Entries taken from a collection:
***

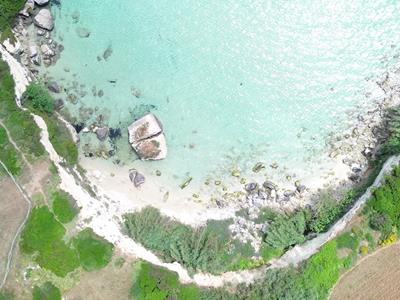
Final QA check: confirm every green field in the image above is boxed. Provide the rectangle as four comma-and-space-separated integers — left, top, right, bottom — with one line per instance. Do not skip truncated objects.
32, 282, 61, 300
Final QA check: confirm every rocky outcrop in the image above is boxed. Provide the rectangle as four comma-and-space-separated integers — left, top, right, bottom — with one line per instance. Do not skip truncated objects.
34, 9, 54, 31
128, 113, 167, 160
34, 0, 50, 5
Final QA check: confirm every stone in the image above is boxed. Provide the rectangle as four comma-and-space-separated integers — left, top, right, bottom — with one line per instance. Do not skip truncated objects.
133, 134, 167, 160
34, 0, 50, 5
40, 44, 54, 56
231, 169, 240, 177
128, 113, 167, 160
19, 0, 35, 17
76, 27, 91, 38
3, 38, 22, 55
128, 113, 163, 143
34, 9, 54, 31
47, 81, 61, 93
245, 182, 258, 192
96, 127, 109, 141
263, 180, 277, 190
296, 184, 306, 193
180, 177, 192, 189
129, 169, 145, 187
252, 162, 265, 173
29, 45, 38, 58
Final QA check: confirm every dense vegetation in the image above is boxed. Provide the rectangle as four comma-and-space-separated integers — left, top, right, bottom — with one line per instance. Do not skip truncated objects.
20, 206, 113, 277
0, 59, 45, 159
51, 191, 78, 223
124, 207, 255, 274
22, 84, 78, 165
32, 282, 61, 300
72, 228, 114, 271
364, 165, 400, 238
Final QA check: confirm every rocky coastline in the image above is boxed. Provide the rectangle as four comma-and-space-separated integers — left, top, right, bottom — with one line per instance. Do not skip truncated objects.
4, 0, 400, 252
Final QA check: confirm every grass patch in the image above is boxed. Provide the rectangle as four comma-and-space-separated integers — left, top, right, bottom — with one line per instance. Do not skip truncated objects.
0, 290, 14, 300
32, 282, 61, 300
19, 206, 80, 277
0, 59, 45, 159
0, 126, 21, 175
51, 191, 78, 223
336, 231, 359, 251
131, 261, 199, 300
73, 228, 114, 271
0, 0, 25, 32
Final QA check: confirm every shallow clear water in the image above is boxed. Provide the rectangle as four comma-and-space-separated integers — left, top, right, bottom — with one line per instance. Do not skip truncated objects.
47, 1, 400, 187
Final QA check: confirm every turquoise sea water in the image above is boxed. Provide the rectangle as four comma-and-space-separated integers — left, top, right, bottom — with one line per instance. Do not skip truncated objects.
47, 1, 400, 188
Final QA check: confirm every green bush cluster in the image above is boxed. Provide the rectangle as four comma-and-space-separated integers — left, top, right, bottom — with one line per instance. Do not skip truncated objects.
131, 261, 199, 300
72, 228, 114, 272
21, 83, 78, 165
0, 290, 14, 300
52, 191, 79, 223
20, 206, 113, 277
0, 59, 45, 158
32, 282, 61, 300
22, 84, 54, 115
365, 165, 400, 238
19, 206, 80, 277
124, 207, 255, 274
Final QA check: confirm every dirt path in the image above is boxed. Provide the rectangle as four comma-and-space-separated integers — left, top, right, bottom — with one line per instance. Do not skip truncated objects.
0, 161, 32, 289
330, 242, 400, 300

***

Please give the data again unaltered, leaving out any images.

*WRITTEN RESPONSE*.
Final QA check: confirm every green field in the image above is boxed. Provide the rectangle as four comma-and-space-separated integers — left, top, right, bottom — with one line per instance. Do not skip truncated objects.
32, 282, 61, 300
Final QA check: confirm every rocky outcrop in the image above is boxed. Provide the rectangle as four comma-and-space-separated integers — left, top, right, bottom — with one line per instance. Do not skip truncated objects.
34, 9, 54, 31
128, 113, 167, 160
34, 0, 50, 5
Final QA check: confirm every stone in the image above is boxed. Provide the rectangle as four comma-and-space-separated integers — left, top, right, bottom — with one line per instance. Do not skip truncated objects.
133, 134, 167, 160
34, 0, 50, 5
40, 44, 54, 56
231, 169, 240, 177
128, 113, 167, 160
19, 0, 35, 17
76, 27, 91, 38
3, 38, 22, 55
128, 113, 163, 143
34, 9, 54, 31
47, 81, 61, 93
245, 182, 258, 192
96, 127, 109, 141
263, 180, 277, 190
296, 184, 306, 193
180, 177, 192, 189
129, 169, 145, 187
252, 162, 265, 173
29, 45, 38, 58
Final QA check: confirm every dense vegetation in the image above is boxed. Provide the rectangle as four comma-and-space-separated integers — left, top, right, bottom — with one line per instance. Do not skip truncated objects.
20, 206, 113, 277
0, 59, 45, 159
51, 191, 78, 223
124, 207, 255, 274
22, 84, 78, 165
32, 282, 61, 300
72, 228, 114, 271
364, 165, 400, 238
Final QA check: confirm every rocky coastline in the image above is boxed. Provide the rectangle as four comma-and-space-separated integers — left, top, right, bottom — with one line per instance. Do not skip truncated objects.
4, 0, 400, 252
Final QA check: confirm every grass patch in the image above is boxed. Provide the rectangle as four comma-and-space-separated integers — left, top, right, bottom — with one line per instance. Do not skip truncated objects.
0, 290, 14, 300
32, 282, 61, 300
19, 206, 80, 277
0, 59, 45, 159
0, 126, 21, 175
51, 191, 78, 223
336, 231, 359, 251
131, 261, 199, 300
73, 228, 114, 271
0, 0, 25, 32
Final QA check: confirm every shallow clear water in the image above is boxed. Provide the rectangle as four comma-and-space-separated integers — left, top, right, bottom — with one line per instance. Do not skip truncated objects.
47, 1, 400, 187
Final QA check: confirm every turquoise sea water in the image above is boxed. Provide the rectangle as four comma-and-space-separated integers — left, top, right, bottom — with one line per instance. Do not skip truncated objects.
47, 1, 400, 188
Final QA check: confirm every green bush cluster in the image above is boxed. Provide the rectangle as four comma-and-space-separated integers — left, top, right, bottom — with one line per instance. Do not skip truncated objects.
131, 261, 199, 300
72, 228, 114, 272
21, 83, 78, 165
0, 290, 14, 300
52, 191, 79, 223
20, 206, 113, 277
0, 59, 45, 158
32, 282, 61, 300
22, 84, 54, 115
365, 165, 400, 238
19, 206, 80, 277
124, 207, 255, 274
Final QA check: confirm every dirt path in the image above is boxed. Provide the rectangle as four comma-and-space-separated integers — left, top, right, bottom — with one line per instance. Do not skip truncated objects.
0, 161, 32, 289
330, 242, 400, 300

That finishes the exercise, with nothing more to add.